▸ Jobs
A: Please return the part of the nanocomposite passage between "Cross-sectional SEM micrograph" and "(g, h) XNBR-MWCNTs-IL [82].", inclusive.
B: How many lines of the entries contain the string "white"? Reply with the number alone.

▸ Source passage
--------
Functionalization of MWCNTs and preparation of XNBR-MWCNTs composites with their studied mechanical and damping properties [82].

Figure 19.

Cross-sectional SEM micrograph of XNBR-MWCNTs (3 wt.%) composites with different functionalizing materials: (a, b) XNBR-MWCNTs, (c, d) XNBR-MWCNTs-PDA, (e, f) XNBR-MWCNTs-KH550 and (g, h) XNBR-MWCNTs-IL [82].

Shao et al. [79] observed an improvement in UTS and hardness to about 39% and 101%, respectively, after adding CNTs into NBR, while the εb maintained at high CNTs contents over 100%. They also observed a significant reduction of volume resistivity and an increase in dielectric constant and dielectric loss with an increased CNTs content in the NBR-based nanocomposites. Additionally, the electrical percolation threshold obtained was low (1.5 pph). These results indicated the development of three-dimensional conductive networks in the composites, which meant that NBR-CNTs nanocomposites can provide insulation service to electronics [7, 79]. The presence of MWCNTs in the prepared, via melt and high-shear mixing methods, NBR-MWCNTs composites reduced the swelling behavior while increasing the crosslink density of the composites; consequently increasing their UTS, M, hardness, abrasion resistance and electrical conductivity (with corresponding low percolation threshold value), and significantly decreasing their volume resistivity [6, 18, 80, 81]. These results have been attributed to uniform distribution of MWCNTs into the NBR matrix and the superior interfacial bonding between MWCNTs and the host matrix (NBR) which are due to large aspect ratio of the MWCNTs.
--------
▸ Exercise materials
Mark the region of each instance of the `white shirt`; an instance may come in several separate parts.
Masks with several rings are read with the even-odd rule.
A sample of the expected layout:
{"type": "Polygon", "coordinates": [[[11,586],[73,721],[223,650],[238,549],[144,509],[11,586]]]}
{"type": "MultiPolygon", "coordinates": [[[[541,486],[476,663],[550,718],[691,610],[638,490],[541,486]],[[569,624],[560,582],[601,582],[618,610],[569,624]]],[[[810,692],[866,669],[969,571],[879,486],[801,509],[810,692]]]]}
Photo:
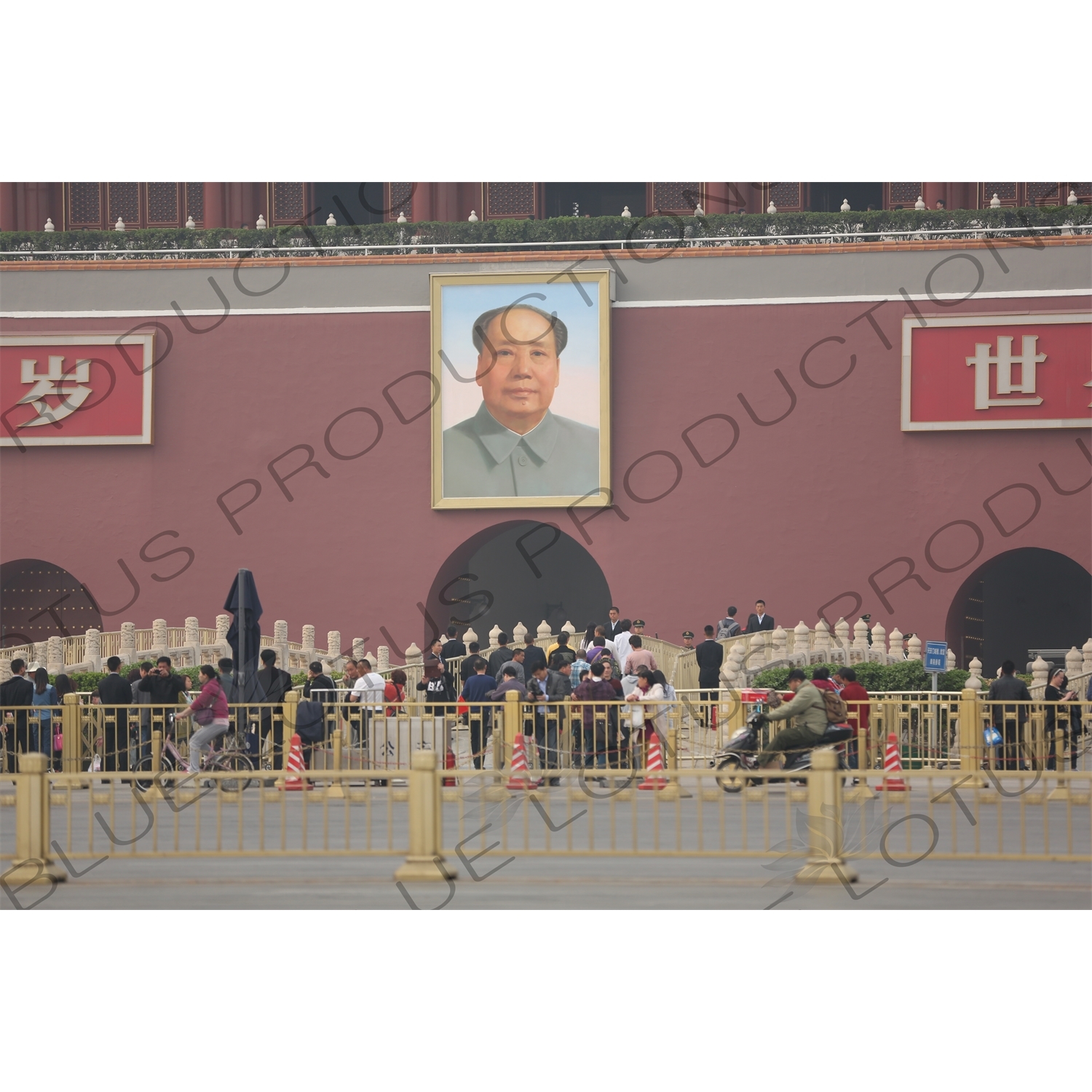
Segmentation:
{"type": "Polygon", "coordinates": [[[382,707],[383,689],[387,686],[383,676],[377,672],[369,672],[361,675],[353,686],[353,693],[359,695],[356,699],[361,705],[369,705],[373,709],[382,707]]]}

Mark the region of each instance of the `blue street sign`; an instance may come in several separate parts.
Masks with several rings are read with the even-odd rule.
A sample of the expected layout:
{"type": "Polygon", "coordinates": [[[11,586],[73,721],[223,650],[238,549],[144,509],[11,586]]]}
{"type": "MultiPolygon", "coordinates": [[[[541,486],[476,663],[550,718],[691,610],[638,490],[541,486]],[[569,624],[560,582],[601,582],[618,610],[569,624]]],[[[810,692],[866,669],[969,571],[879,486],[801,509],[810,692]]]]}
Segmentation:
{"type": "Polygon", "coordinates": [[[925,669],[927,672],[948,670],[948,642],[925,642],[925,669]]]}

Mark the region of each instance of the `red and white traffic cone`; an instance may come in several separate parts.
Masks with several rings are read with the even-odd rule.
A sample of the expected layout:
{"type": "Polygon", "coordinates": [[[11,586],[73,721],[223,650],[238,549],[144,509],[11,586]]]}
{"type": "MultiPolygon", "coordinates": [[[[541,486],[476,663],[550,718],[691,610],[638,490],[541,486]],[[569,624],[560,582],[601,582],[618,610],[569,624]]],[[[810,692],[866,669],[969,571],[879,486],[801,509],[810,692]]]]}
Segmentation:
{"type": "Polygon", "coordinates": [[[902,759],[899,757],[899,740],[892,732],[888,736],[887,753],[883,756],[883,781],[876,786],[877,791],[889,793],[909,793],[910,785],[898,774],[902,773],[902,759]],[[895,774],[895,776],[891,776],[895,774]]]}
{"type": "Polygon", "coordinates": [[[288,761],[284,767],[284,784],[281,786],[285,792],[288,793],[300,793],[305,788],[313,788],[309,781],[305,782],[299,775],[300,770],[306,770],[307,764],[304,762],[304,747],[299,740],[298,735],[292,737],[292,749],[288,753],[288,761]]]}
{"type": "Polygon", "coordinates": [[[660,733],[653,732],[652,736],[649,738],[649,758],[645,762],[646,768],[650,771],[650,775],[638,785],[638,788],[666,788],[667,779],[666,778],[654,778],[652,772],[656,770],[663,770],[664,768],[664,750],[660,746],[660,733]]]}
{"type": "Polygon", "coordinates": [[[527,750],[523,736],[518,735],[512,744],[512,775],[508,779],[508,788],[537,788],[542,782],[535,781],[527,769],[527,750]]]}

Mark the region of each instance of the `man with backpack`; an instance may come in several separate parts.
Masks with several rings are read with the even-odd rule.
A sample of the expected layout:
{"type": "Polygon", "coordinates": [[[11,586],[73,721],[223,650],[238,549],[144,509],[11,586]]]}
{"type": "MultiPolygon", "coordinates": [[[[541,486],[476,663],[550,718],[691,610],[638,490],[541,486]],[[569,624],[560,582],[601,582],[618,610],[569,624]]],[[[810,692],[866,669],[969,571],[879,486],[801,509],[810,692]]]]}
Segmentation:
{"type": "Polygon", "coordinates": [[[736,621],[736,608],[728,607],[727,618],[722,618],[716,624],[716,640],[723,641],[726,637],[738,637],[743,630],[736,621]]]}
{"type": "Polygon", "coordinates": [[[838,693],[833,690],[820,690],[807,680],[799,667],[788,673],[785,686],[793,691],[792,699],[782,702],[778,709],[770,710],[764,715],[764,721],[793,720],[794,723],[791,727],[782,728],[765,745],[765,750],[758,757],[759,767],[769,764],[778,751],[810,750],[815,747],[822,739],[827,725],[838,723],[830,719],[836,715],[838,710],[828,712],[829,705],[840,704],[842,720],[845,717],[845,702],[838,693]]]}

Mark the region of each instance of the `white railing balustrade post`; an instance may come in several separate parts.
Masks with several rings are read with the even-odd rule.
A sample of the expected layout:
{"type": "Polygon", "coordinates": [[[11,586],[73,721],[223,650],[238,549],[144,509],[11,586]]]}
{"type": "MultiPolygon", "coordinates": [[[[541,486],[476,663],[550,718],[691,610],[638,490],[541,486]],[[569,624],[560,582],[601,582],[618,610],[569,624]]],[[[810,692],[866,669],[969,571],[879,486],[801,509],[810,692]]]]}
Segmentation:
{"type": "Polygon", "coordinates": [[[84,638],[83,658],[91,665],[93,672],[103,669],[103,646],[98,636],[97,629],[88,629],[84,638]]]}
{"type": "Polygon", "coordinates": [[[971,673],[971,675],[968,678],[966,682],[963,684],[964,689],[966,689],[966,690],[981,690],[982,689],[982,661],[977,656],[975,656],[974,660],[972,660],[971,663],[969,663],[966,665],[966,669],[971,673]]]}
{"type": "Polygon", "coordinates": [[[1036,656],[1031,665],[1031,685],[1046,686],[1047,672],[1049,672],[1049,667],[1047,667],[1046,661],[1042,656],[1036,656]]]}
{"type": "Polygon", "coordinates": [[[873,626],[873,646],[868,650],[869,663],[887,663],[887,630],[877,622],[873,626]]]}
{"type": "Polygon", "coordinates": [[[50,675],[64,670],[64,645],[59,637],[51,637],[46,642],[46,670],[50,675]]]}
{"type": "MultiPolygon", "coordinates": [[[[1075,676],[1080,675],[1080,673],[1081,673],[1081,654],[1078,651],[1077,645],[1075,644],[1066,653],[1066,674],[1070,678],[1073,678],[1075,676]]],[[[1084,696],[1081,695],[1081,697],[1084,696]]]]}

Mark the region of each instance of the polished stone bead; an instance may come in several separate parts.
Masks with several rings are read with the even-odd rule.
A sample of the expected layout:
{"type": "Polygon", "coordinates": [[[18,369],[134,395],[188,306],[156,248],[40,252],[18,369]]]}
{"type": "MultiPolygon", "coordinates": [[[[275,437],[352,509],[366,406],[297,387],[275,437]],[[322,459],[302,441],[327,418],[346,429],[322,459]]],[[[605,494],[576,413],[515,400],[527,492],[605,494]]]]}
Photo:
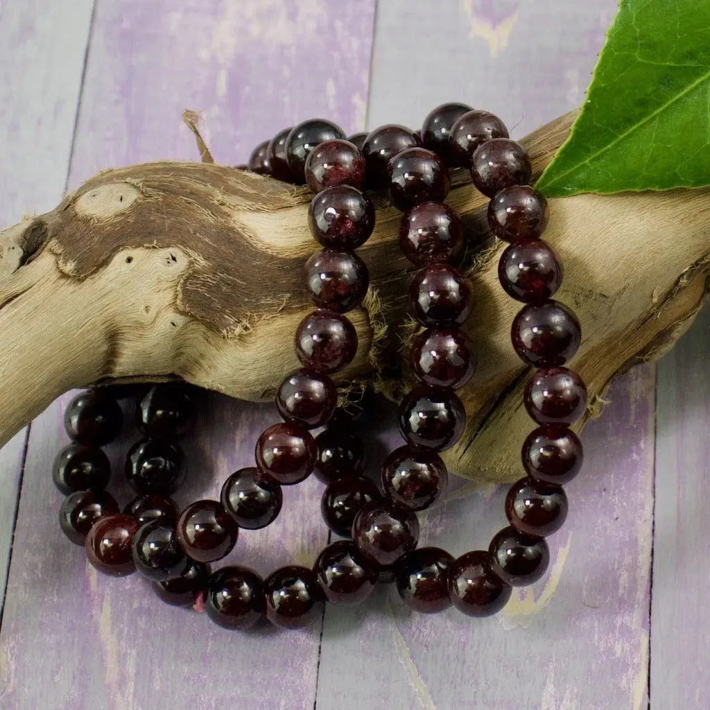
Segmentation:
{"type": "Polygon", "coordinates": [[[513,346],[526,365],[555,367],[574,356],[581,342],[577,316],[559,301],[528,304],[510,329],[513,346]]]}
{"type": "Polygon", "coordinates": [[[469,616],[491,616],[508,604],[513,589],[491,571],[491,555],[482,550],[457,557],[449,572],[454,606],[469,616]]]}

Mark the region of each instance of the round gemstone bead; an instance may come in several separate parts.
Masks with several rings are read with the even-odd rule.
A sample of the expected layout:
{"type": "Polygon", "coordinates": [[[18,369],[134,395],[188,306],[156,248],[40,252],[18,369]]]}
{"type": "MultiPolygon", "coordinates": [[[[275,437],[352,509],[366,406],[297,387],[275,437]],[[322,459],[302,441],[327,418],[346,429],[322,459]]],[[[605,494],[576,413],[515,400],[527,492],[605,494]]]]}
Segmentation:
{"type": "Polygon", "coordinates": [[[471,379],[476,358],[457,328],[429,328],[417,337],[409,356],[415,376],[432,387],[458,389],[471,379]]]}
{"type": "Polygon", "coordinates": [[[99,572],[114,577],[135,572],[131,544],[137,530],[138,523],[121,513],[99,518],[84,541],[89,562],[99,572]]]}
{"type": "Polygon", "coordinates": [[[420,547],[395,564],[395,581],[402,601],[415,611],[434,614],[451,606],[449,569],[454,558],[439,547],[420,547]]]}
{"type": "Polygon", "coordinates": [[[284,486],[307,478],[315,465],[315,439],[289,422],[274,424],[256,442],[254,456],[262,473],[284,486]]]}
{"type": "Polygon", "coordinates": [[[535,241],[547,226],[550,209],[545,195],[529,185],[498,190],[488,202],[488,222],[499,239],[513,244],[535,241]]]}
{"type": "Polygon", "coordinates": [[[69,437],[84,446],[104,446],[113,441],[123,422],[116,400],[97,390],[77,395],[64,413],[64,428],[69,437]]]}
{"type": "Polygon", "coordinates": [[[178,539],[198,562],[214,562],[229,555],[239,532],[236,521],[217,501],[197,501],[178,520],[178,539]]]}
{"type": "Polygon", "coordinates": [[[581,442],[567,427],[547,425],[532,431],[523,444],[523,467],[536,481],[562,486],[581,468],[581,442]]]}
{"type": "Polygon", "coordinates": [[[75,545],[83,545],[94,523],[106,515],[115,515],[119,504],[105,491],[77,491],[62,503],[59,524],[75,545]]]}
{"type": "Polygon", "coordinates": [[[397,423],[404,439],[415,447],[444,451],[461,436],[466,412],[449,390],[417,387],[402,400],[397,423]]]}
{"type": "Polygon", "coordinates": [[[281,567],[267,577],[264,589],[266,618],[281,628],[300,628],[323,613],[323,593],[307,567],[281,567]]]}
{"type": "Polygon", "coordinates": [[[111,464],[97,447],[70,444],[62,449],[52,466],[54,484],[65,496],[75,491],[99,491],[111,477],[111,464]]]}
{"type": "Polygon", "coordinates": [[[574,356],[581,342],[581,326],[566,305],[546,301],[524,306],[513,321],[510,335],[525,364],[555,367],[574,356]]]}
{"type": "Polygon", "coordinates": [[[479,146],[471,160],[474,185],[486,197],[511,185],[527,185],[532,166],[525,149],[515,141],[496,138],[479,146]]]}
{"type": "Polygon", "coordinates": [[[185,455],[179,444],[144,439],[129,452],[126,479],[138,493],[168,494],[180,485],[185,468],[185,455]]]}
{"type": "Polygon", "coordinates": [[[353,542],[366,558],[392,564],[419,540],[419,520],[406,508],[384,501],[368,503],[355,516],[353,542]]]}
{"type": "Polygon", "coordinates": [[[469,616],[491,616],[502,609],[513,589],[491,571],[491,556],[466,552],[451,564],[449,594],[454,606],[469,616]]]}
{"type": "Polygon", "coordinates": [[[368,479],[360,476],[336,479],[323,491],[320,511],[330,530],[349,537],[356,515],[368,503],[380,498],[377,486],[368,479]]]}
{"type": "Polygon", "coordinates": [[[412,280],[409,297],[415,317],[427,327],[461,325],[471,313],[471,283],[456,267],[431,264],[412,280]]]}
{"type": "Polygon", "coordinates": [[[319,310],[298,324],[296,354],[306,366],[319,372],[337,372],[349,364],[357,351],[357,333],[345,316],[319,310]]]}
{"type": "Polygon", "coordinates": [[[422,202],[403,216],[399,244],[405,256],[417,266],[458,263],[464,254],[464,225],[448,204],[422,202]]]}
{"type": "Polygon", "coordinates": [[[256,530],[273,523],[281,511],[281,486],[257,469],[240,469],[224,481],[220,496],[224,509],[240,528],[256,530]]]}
--------
▸ Expected outputs
A:
Cross-sectional SEM micrograph of XNBR-MWCNTs (3 wt.%) composites with different functionalizing materials: (a, b) XNBR-MWCNTs, (c, d) XNBR-MWCNTs-PDA, (e, f) XNBR-MWCNTs-KH550 and (g, h) XNBR-MWCNTs-IL [82].

B: 3